Aim 1:
Rewrite the paragraph of the interview excerpt that begins "Clark is very generous" as a short bulleted list that keeps its main facts.

Clark is very generous sharing what aging has meant—and continues to mean—for her own voice. She uses this topic to further highlight some of the intuitive genius of leading composer Jeanine Tesori, for whom she has obvious and deep admiration and affection: “I can’t say enough about how she chooses her subject material…she doesn’t shy away from complex subjects or complex people. And what she and David [Lindsay-Abaire, Kimberly Akimbo playwright] are dealing with here are very complex family dynamics—and how do we emerge victorious from a family situation, a family heritage that might bind us, might drag us down. 

“She has said publicly that she wanted to create a role for an older actress because there just aren’t that many good ones. Right? So, the fact that they chose me to be the spokesperson for this woman, this young lady, is a testament to her trust and her faith in me and, also, her trust and faith in older people in general—and how much respect she has for people older than herself, and the gold that she finds in these relationships and in these characters. And I will always be grateful and in debt to her because she wouldn’t let me say no, and she knew I had it.

Aim 2:
Gather every line in the rows below that contains the word "floor".

Items from a labeling collection:
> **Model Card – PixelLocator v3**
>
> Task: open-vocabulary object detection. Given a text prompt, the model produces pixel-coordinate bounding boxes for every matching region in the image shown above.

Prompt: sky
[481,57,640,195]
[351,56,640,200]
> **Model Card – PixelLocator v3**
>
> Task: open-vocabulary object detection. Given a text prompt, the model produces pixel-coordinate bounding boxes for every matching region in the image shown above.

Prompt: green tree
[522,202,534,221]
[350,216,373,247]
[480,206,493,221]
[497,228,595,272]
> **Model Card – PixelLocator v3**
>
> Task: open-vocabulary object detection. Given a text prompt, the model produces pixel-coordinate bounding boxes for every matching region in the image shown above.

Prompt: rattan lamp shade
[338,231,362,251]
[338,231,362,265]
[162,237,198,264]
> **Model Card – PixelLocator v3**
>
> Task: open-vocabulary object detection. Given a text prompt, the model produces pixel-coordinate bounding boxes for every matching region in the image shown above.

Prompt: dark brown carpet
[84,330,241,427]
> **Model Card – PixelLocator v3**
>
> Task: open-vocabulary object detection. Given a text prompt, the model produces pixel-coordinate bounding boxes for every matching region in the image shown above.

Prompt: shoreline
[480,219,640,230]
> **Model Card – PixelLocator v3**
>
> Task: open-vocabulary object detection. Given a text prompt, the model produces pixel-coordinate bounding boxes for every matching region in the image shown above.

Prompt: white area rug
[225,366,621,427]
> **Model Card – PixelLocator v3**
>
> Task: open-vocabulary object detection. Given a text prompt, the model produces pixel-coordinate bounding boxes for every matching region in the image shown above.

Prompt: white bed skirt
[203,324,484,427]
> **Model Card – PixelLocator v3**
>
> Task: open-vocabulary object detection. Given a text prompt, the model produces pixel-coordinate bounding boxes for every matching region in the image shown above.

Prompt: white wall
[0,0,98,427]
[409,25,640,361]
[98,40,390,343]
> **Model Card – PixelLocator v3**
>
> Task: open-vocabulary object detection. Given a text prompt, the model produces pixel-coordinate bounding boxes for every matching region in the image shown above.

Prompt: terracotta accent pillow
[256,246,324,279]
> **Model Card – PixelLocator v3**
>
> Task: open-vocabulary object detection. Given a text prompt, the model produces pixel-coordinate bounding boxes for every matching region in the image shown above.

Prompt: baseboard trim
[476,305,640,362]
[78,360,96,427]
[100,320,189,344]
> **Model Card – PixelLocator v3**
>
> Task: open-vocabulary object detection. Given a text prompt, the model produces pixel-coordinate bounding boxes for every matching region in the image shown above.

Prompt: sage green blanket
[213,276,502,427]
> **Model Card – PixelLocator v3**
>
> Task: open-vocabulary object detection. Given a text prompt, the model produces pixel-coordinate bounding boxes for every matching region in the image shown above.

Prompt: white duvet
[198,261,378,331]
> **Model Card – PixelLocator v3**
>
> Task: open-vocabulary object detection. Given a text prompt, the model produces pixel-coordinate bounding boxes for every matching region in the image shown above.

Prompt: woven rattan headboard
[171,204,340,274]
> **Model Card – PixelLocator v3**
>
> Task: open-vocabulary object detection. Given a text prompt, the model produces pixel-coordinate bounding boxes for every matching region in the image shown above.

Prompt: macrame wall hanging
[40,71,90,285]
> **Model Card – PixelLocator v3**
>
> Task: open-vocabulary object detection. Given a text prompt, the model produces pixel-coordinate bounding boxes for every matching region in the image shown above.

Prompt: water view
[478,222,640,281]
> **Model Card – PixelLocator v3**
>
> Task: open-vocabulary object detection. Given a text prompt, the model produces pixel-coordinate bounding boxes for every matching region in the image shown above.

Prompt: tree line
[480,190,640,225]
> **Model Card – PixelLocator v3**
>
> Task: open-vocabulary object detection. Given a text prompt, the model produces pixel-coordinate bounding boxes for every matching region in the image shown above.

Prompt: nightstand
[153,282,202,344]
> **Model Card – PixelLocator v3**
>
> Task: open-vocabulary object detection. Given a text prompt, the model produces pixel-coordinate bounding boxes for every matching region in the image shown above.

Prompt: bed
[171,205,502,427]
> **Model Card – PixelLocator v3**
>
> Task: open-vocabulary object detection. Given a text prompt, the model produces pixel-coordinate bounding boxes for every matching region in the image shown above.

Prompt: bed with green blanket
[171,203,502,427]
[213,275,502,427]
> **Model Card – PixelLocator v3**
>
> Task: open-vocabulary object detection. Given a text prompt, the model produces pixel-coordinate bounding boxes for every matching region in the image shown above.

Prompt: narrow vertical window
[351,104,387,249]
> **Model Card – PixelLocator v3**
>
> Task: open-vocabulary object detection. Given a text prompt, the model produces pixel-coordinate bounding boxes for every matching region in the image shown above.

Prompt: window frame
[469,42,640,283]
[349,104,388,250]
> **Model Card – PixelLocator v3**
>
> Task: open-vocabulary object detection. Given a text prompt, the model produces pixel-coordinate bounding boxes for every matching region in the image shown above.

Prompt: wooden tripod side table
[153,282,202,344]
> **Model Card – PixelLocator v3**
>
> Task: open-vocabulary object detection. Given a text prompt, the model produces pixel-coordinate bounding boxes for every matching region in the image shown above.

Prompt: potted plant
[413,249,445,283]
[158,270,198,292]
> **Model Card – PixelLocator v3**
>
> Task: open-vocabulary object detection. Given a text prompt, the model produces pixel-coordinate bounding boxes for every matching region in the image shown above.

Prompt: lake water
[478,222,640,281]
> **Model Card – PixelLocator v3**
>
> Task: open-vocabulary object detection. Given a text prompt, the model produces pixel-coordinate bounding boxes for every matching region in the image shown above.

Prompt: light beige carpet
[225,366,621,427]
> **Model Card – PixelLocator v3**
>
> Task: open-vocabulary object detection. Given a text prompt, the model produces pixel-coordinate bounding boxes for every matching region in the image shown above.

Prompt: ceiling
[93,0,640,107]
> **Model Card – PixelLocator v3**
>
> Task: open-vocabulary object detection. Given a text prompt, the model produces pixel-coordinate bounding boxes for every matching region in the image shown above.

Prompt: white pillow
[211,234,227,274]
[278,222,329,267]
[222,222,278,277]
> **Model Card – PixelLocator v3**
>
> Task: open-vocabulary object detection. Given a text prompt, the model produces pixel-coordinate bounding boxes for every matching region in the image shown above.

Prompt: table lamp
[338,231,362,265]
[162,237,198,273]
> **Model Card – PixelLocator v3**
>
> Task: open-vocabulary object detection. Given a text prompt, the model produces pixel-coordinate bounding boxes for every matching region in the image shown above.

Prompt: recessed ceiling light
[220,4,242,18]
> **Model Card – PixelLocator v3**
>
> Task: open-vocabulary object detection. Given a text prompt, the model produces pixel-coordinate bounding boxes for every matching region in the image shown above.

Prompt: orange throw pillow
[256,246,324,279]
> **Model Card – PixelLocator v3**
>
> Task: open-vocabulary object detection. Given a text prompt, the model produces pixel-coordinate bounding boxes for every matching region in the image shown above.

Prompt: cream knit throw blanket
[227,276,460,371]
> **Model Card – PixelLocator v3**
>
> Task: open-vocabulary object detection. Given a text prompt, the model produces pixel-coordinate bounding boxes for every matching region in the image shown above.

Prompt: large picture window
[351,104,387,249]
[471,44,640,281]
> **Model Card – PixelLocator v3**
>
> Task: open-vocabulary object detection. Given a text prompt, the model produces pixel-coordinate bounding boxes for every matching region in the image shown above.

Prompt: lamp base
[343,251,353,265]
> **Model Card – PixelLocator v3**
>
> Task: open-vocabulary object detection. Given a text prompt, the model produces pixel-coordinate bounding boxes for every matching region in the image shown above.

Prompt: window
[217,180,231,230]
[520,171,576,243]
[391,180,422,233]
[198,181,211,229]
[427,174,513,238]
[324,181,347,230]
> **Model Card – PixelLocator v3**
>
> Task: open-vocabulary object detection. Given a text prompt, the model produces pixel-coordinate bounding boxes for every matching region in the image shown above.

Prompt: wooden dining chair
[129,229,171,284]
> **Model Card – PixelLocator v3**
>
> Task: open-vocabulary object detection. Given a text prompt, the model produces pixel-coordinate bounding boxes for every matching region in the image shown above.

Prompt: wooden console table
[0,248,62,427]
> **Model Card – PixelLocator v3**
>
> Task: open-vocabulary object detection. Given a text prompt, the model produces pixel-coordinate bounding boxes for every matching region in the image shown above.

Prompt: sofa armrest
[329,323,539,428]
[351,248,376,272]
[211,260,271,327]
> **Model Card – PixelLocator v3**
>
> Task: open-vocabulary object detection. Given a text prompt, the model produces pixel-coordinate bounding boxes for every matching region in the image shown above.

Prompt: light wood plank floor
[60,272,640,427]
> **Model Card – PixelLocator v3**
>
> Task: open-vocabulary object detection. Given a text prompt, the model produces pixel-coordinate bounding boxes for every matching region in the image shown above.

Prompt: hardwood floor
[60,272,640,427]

Finished answer 1:
- Clark speaks openly about what aging has meant, and still means, for her voice.
- She uses this topic to highlight the intuitive genius of composer Jeanine Tesori, whom she deeply admires and feels affection for.
- She praises how Tesori chooses her subject material and says Tesori doesn't shy away from complex subjects or complex people.
- She says Tesori and David Lindsay-Abaire, the playwright of Kimberly Akimbo, deal with very complex family dynamics.
- Their work asks how to emerge victorious from a family situation or heritage that might bind a person or drag them down.

Finished answer 2:
Prompt: light wood plank floor
Prompt: hardwood floor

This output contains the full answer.